Substitute "marker" for every "locator" in the data below, and reproduce all the lines with nothing else changed.

# # # # # # #

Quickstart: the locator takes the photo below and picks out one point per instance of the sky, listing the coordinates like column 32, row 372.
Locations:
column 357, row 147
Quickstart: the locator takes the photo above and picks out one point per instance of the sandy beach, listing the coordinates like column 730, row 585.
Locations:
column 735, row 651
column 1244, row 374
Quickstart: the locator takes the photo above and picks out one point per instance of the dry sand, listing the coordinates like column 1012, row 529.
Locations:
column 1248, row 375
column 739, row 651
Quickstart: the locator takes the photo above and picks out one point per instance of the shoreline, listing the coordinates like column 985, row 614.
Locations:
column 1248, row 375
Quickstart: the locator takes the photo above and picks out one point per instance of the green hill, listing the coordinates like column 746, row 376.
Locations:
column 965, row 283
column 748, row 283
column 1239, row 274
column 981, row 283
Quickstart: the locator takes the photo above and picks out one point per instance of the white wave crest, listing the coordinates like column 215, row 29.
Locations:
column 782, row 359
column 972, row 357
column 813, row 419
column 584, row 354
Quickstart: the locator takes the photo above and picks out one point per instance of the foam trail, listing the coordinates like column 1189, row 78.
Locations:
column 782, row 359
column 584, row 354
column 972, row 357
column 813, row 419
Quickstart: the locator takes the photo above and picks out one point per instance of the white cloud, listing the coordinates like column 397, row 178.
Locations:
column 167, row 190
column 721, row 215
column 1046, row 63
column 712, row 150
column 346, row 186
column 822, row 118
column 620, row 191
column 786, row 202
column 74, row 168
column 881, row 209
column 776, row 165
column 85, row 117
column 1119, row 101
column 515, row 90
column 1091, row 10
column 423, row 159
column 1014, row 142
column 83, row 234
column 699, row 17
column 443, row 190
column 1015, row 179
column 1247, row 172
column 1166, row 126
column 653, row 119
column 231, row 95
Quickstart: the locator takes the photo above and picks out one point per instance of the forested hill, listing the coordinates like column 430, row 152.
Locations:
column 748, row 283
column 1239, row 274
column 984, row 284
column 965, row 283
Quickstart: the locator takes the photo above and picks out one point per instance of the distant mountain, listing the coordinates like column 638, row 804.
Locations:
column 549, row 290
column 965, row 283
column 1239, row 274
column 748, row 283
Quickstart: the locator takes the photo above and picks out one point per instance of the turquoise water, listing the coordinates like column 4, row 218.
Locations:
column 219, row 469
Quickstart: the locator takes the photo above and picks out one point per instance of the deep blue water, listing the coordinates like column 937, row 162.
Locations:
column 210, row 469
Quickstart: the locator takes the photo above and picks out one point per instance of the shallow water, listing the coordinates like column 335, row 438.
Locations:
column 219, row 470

# # # # # # #

Complete output:
Quickstart: the marker takes the photo below and picks out one point per instance of the sky, listing the coordinates like column 32, row 372.
Locations:
column 357, row 147
Quickstart: the marker takes the photo above and picks out one point per instance of the sandy beach, listing the coordinates like column 730, row 585.
Locations:
column 735, row 651
column 1244, row 374
Quickstart: the marker takes the photo above and picks out one point per instance of the dry sand, listing the coordinates like column 1012, row 529.
Locations:
column 1248, row 375
column 739, row 651
Quickstart: the marker takes the photo above and picks out one point per instance of the shoreline, listing the coordinates like column 985, row 614.
Locations:
column 1248, row 375
Quickstart: the marker takes the photo above and picks out one point per instance of the green hill, listing the coordinates like column 746, row 376.
Locations:
column 965, row 283
column 748, row 283
column 1239, row 274
column 981, row 283
Quickstart: the marker takes the photo above and picks out one point per instance of the white wave crest, listing the coordinates like column 215, row 29.
Locations:
column 782, row 359
column 972, row 357
column 813, row 419
column 584, row 354
Quickstart: the marker takes the photo above and picks out one point per instance of the foam trail, listing the coordinates like column 1189, row 78.
Locations:
column 782, row 359
column 584, row 354
column 972, row 357
column 813, row 419
Quickstart: the marker takes the photo above and picks out one point per instance of the white cloud, listing the coordinates like column 397, row 178.
Locations:
column 167, row 190
column 721, row 215
column 1046, row 63
column 712, row 150
column 346, row 186
column 822, row 118
column 620, row 191
column 786, row 202
column 74, row 168
column 881, row 209
column 776, row 165
column 85, row 117
column 1119, row 101
column 515, row 90
column 1091, row 10
column 423, row 159
column 1014, row 142
column 83, row 234
column 699, row 17
column 443, row 190
column 1015, row 179
column 1247, row 172
column 1166, row 126
column 653, row 119
column 231, row 95
Quickstart: the marker takes the photo above and picks out one point per instance of the forested hill, listing the coordinates like column 430, row 152.
Locations:
column 748, row 283
column 1239, row 274
column 984, row 284
column 965, row 283
Quickstart: the marker takes the photo above and picks out one point per instance of the distant mountain, listing the coordinates like column 638, row 804.
Locations:
column 549, row 290
column 965, row 283
column 1239, row 274
column 748, row 283
Quickstart: the marker takes the photo above and picks out one point per instance of the turquoise water, listing the coordinates like column 4, row 218.
Locations:
column 219, row 469
Quickstart: the marker takes the photo above and picks out one point per instance of the deep blue water, listing the coordinates like column 937, row 162.
Locations:
column 210, row 469
Quickstart: the marker takes the photo above and picks out one point per instance of the shallow water, listing the coordinates like column 335, row 438.
Locations:
column 219, row 470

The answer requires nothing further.